## WORK INSTRUCTION
Each entry is to be retyped exactly as it appears, and each image is to be dropped.

[Text-to-region grounding data]
* * * * * * * * *
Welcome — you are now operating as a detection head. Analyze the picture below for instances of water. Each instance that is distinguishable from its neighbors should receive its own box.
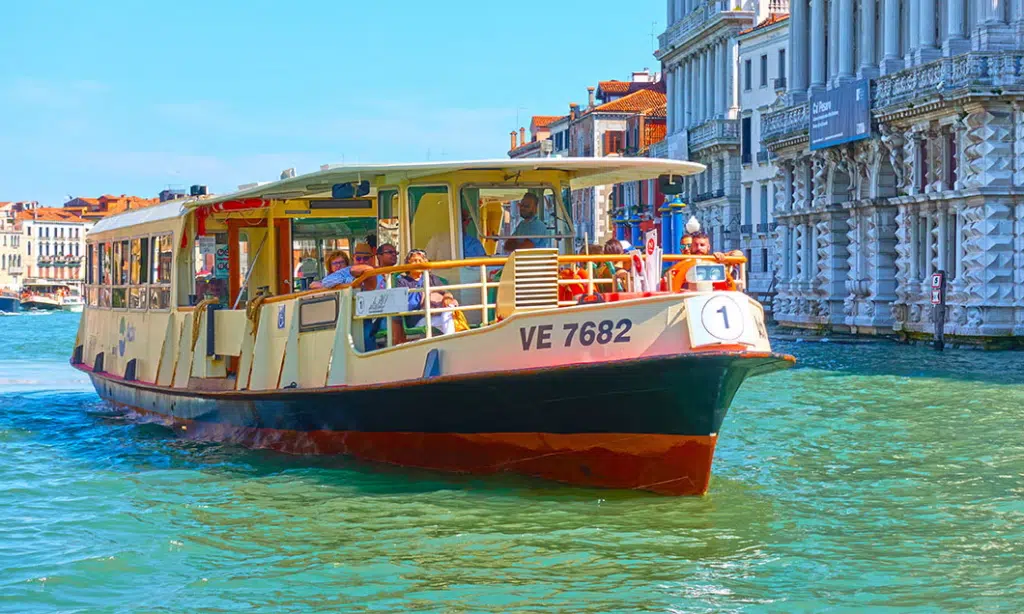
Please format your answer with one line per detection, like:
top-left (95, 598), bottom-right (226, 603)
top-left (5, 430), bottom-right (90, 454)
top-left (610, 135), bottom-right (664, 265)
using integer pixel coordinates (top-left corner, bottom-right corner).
top-left (1, 313), bottom-right (1022, 613)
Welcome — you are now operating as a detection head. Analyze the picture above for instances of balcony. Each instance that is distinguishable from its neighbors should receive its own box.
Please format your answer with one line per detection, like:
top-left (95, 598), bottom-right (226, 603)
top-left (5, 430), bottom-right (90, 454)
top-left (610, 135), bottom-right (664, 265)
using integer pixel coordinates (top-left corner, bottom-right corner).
top-left (761, 102), bottom-right (809, 146)
top-left (740, 223), bottom-right (753, 236)
top-left (756, 150), bottom-right (770, 164)
top-left (8, 266), bottom-right (23, 276)
top-left (657, 1), bottom-right (754, 59)
top-left (773, 77), bottom-right (787, 92)
top-left (874, 51), bottom-right (1024, 112)
top-left (647, 139), bottom-right (669, 159)
top-left (693, 189), bottom-right (726, 203)
top-left (756, 222), bottom-right (777, 233)
top-left (688, 118), bottom-right (740, 155)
* * * * * * * * *
## SOLUTION TO THE EXERCISE
Welcome — you are now operating as a detection head. Analyze the picture below for instances of water. Each instance that is distinguishable from its neighbors should receive its own box.
Please format your answer with one line per detection, like:
top-left (95, 598), bottom-right (226, 603)
top-left (5, 430), bottom-right (90, 454)
top-left (610, 135), bottom-right (664, 265)
using integer pixel coordinates (top-left corner, bottom-right corner).
top-left (1, 313), bottom-right (1022, 613)
Welcome — you are now operating as a detection head. Analyze the picture above for instances of balcony. Each instance that is distinguishable from its neighbors should receive its own box.
Please format your answer with one line per detection, like:
top-left (95, 598), bottom-right (226, 603)
top-left (5, 430), bottom-right (90, 454)
top-left (610, 135), bottom-right (664, 265)
using integer pixel coordinates (top-left corner, bottom-right corner).
top-left (761, 102), bottom-right (809, 146)
top-left (740, 223), bottom-right (753, 236)
top-left (756, 150), bottom-right (770, 164)
top-left (8, 266), bottom-right (23, 276)
top-left (657, 1), bottom-right (754, 59)
top-left (773, 77), bottom-right (787, 92)
top-left (874, 51), bottom-right (1024, 112)
top-left (647, 139), bottom-right (669, 159)
top-left (693, 189), bottom-right (726, 203)
top-left (756, 222), bottom-right (777, 233)
top-left (688, 118), bottom-right (740, 155)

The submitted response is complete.